● **Goal**:
Exactly reproduce the lines from the line that has "Please drop a marker on the mown" down to the last line of the entries, inclusive.
— Start of Given data —
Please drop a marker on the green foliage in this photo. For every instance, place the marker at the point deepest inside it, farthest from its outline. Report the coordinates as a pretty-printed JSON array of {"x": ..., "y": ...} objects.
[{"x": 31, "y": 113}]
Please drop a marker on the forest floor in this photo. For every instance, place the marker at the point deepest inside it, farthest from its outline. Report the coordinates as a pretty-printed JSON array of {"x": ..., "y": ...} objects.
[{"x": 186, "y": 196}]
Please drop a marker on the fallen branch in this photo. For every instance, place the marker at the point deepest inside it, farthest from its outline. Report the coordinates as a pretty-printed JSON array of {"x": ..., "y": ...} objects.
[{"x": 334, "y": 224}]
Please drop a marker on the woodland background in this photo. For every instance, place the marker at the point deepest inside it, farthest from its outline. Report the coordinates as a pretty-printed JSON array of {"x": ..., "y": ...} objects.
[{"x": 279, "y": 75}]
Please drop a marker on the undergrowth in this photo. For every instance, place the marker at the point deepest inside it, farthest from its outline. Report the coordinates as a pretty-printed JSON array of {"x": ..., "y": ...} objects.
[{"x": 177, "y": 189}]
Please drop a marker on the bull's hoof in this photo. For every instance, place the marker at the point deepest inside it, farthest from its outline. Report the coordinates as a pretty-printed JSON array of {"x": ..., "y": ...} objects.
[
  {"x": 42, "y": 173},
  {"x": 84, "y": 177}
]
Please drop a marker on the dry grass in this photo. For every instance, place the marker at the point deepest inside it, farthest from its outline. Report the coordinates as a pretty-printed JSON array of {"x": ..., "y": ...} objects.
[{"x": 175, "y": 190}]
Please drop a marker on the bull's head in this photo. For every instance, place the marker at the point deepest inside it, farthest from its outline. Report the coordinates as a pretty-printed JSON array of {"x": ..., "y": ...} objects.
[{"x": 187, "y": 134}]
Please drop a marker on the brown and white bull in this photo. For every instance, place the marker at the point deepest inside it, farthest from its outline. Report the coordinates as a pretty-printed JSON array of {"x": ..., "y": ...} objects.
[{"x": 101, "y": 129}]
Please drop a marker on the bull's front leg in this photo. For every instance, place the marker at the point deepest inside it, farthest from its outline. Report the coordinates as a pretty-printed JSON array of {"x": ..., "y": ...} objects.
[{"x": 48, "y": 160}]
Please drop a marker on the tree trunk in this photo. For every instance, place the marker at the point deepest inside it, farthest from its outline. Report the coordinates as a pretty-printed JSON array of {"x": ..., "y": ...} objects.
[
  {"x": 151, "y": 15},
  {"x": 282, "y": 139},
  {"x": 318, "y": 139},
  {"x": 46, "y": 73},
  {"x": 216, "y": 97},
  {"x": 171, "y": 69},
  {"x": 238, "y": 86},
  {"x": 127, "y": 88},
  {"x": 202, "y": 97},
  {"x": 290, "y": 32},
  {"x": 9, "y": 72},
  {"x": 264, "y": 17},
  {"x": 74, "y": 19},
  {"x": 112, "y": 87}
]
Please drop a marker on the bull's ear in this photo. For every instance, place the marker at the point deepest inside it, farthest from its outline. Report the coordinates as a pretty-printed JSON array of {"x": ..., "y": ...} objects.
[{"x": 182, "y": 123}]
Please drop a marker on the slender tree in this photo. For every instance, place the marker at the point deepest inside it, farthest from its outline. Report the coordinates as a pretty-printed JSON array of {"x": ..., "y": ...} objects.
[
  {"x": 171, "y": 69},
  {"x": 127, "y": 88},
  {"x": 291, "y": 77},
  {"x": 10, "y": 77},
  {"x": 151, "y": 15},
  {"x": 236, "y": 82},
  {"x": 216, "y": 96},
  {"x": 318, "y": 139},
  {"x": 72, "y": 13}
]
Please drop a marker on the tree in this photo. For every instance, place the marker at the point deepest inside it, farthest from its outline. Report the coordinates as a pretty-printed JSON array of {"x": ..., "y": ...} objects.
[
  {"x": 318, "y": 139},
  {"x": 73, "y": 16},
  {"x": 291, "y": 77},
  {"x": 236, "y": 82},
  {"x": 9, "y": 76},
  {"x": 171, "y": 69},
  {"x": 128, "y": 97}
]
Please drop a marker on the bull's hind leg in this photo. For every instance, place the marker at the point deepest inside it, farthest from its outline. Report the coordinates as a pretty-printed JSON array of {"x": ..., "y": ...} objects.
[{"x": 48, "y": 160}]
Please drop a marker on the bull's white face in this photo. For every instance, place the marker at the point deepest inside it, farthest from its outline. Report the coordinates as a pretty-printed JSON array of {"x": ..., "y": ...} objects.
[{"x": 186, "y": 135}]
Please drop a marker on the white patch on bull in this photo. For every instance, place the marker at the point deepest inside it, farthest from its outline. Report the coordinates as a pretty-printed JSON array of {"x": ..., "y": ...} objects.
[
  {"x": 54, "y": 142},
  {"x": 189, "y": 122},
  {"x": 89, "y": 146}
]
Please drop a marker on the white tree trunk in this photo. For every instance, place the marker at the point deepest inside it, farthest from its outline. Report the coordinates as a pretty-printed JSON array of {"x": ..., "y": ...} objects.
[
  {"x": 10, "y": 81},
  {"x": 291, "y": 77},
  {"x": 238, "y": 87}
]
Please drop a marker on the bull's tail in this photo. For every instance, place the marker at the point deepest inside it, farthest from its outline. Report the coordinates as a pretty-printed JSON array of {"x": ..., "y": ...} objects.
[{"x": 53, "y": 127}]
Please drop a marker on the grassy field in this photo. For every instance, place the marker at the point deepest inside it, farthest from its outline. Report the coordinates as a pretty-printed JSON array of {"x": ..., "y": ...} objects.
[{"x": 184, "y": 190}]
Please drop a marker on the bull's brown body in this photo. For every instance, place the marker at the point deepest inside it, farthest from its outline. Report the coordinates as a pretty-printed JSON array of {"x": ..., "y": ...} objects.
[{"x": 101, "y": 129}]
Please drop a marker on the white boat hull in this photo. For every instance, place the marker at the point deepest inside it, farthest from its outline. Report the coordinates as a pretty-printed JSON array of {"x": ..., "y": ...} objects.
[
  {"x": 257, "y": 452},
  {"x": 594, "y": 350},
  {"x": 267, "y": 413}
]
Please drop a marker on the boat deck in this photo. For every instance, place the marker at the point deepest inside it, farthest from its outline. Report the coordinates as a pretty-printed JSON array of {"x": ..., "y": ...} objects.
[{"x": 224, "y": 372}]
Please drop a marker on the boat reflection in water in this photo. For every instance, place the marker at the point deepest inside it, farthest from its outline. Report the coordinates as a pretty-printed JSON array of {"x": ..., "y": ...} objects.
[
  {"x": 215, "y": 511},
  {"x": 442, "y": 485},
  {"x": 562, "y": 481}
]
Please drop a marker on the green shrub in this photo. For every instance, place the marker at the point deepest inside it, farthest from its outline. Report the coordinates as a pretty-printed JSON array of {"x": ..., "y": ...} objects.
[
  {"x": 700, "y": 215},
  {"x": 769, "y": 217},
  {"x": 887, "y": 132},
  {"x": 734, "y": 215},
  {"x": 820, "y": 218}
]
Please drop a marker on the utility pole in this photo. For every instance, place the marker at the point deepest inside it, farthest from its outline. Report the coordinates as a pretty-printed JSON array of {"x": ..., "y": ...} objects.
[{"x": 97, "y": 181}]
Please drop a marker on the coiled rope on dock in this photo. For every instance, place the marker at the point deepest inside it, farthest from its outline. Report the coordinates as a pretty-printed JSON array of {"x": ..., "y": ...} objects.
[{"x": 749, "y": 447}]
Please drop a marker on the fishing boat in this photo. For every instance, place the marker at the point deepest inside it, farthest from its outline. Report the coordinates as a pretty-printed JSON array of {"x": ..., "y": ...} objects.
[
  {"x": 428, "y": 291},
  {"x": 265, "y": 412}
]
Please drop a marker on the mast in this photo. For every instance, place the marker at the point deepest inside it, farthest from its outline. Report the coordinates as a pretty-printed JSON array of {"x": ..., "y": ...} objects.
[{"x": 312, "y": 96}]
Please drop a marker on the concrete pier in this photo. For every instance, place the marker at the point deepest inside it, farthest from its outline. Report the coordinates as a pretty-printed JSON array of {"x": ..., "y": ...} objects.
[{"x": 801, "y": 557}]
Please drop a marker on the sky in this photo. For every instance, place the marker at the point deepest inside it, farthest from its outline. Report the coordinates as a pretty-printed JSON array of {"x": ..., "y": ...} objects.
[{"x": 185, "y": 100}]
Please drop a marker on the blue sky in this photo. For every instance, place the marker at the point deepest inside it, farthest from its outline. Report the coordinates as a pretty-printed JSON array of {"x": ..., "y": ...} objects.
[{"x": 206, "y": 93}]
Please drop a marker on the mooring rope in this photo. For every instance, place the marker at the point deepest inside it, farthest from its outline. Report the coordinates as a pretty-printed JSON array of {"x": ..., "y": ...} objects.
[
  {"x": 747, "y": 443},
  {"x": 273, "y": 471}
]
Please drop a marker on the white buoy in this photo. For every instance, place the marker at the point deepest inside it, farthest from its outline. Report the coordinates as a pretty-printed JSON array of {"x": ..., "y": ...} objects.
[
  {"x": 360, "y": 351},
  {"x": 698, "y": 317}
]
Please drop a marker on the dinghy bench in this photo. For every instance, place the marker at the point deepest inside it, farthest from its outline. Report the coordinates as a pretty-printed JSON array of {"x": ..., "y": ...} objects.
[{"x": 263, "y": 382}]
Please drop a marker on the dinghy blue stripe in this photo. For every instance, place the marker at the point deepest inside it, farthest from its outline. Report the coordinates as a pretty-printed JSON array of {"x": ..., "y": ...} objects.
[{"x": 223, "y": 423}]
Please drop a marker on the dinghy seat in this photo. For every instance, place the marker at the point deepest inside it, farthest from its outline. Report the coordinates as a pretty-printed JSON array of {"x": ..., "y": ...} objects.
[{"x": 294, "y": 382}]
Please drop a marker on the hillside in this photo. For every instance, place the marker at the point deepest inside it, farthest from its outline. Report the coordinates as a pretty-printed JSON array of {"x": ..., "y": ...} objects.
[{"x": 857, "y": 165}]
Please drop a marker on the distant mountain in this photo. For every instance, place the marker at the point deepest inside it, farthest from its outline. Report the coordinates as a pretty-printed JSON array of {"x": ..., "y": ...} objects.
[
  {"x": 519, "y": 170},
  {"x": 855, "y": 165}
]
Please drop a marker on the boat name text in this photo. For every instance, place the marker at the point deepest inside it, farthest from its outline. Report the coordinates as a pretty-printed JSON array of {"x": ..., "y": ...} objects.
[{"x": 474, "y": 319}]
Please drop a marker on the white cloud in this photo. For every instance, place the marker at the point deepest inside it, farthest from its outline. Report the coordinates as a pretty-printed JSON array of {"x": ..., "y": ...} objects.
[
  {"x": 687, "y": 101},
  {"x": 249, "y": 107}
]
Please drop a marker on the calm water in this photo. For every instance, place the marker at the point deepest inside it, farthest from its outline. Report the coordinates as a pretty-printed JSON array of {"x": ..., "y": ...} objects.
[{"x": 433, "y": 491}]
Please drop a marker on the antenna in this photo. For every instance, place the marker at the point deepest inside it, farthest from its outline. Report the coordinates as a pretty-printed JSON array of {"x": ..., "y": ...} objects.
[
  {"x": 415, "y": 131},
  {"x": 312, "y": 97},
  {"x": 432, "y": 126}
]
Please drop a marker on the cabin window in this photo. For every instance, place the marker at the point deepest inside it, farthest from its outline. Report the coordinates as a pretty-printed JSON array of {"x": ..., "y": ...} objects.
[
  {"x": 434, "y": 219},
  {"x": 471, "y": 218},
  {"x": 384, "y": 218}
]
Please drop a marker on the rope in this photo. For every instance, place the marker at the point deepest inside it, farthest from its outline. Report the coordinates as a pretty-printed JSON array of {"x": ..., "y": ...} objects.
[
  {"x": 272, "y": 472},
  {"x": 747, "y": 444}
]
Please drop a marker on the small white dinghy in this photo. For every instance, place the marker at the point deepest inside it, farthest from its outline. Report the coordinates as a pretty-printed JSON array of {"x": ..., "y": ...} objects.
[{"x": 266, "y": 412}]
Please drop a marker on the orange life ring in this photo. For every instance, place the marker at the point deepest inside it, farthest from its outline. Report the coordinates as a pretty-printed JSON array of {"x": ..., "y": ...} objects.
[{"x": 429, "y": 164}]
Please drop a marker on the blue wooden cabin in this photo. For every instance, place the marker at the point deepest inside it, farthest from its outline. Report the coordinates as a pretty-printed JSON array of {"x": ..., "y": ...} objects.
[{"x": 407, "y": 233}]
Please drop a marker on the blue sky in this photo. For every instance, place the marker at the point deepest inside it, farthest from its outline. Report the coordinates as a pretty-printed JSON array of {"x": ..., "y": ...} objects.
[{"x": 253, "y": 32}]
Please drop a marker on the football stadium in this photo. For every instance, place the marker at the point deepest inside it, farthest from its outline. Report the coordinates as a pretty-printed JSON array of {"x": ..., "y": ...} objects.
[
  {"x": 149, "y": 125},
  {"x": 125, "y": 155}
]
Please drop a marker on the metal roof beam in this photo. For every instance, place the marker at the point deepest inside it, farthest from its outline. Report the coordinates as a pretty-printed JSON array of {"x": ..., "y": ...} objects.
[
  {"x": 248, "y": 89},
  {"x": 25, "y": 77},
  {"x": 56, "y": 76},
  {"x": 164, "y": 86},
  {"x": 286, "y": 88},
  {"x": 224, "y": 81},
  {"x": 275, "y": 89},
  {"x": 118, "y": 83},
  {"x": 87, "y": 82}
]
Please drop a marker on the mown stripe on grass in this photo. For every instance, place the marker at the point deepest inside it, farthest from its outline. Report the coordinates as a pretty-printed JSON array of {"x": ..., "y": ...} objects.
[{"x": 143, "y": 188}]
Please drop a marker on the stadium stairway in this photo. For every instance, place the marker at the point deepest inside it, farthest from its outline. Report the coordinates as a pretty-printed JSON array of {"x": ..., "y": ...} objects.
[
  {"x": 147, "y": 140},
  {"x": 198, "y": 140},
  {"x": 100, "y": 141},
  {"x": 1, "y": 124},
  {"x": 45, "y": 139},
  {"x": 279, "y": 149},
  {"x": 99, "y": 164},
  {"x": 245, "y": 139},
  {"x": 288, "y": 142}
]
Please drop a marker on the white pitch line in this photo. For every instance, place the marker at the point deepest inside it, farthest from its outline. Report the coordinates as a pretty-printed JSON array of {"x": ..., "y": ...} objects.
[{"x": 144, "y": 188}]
— End of Given data —
● **Task result**:
Please drop a marker on the mown stripe on grass in this photo. For every instance, place the marker at the point deepest inside it, farthest from its outline. Report the coordinates as a pretty-printed JSON array of {"x": ..., "y": ...} objects.
[{"x": 143, "y": 188}]
Please drop a marker on the stadium stairway in this photo. For every instance, place the marker at the point deepest inside it, farthest from its outline. Report the coordinates as a pretty-printed JSON array of {"x": ..., "y": ...} objects.
[
  {"x": 147, "y": 140},
  {"x": 198, "y": 140},
  {"x": 100, "y": 141},
  {"x": 1, "y": 124},
  {"x": 45, "y": 139},
  {"x": 279, "y": 149},
  {"x": 99, "y": 164},
  {"x": 245, "y": 139},
  {"x": 288, "y": 142}
]
Please drop a marker on the white pitch line in this photo. For every instance, place the marker at the point deepest inside it, farthest from its outline. Report the coordinates as a pretty-printed JSON array of {"x": ..., "y": ...} objects.
[{"x": 144, "y": 188}]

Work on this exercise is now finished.